GIVEN PASSAGE:

# What do you think I am ?



## GoJamieGo (Mar 18, 2005)

I have a pretty good idea what he is but I'd like to get your opinions.

Thanks









PS.... I know he's fat. He eats 5 shrimp a day. Also aggressive as all hell, I'm afraid he's going to hurt himself banging into the glass. =/


----------



## mdmedicine (Dec 20, 2004)

GoJamieGo said:


> I have a pretty good idea what he is but I'd like to get your opinions.
> 
> Thanks
> 
> ...


S. Irritan


----------



## mashunter18 (Jan 2, 2004)

The tail is incorrect for irritans.Not sure what this fish is but it is not an irritans..


----------



## GoJamieGo (Mar 18, 2005)

mdmedicine said:


> GoJamieGo said:
> 
> 
> > I have a pretty good idea what he is but I'd like to get your opinions.
> ...


Anyone else wanna take a stab at it???


----------



## Joga Bonito (Oct 30, 2004)

rhom


----------



## yauyau (Dec 15, 2003)

rhom


----------



## Rigor_mortiZ_Rhom (Dec 21, 2003)

how big is he? doesnt look like a Rhom...


----------



## Rigor_mortiZ_Rhom (Dec 21, 2003)

Altuvie?


----------



## GoJamieGo (Mar 18, 2005)

WRITTEN REQUEST A: Summarize the fish identification thread in two sentences.
WRITTEN REQUEST B: Supply the next part of the fish identification thread, starting with the body of GoJamieGo's final post.
The material after this thread is not needed for anything here.

MATERIAL PROVIDED:
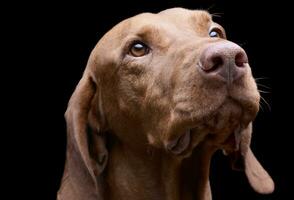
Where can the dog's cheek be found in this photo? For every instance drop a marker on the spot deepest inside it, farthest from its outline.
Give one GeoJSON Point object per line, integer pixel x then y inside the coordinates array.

EXERCISE RESULT A: GoJamieGo asks for opinions on what his fish is, noting that he eats five shrimp a day and is so aggressive that he may hurt himself banging into the glass. One reply suggests S. irritans, which mashunter18 rejects because the tail is wrong, two others answer "rhom," and Rigor_mortiZ_Rhom asks how big the fish is, says it doesn't look like a rhom, and suggests Altuvie.

EXERCISE RESULT B:
Rigor_mortiZ_Rhom said:


> how big is he? doesnt look like a Rhom...
> [snapback]1069876[/snapback]​


He's about 5 inches


----------



## GoJamieGo (Mar 18, 2005)

Does anybody else have any idea what this serra could be?


----------



## necroxeon (Jan 21, 2005)

compressus....but yeah it could also be altuvei..need a better shot


----------



## waspride (Jun 13, 2004)

Looks like a rhom to me.


----------



## Serygo (May 17, 2004)

I dont know of a fish that is 5" that has juvenile spots anymore...
All of my piranhas lost their juvenile spots when they were like 3-4 inches...
I am not sure that its 5"

I will go with Rhom.... or Atluvei


----------



## chomp chomp (Oct 28, 2003)

I am going to guess Rhom due to the tail and photos submitted

Doesn't look like atluvie due the spots not passing beneath the lateral line.

I would also vote against compressus due to the lack of bars

Rhom is just a guess however...


----------



## traumatic (Jan 29, 2003)

Rhom


----------



## b-unit34 (Apr 1, 2005)

rhom


----------



## red&black (Feb 25, 2005)

looks like a rhom or possibly a compressus. don't think it's an autevi du to the fact that the spots go well past the lateral line. very hard to tell at that size.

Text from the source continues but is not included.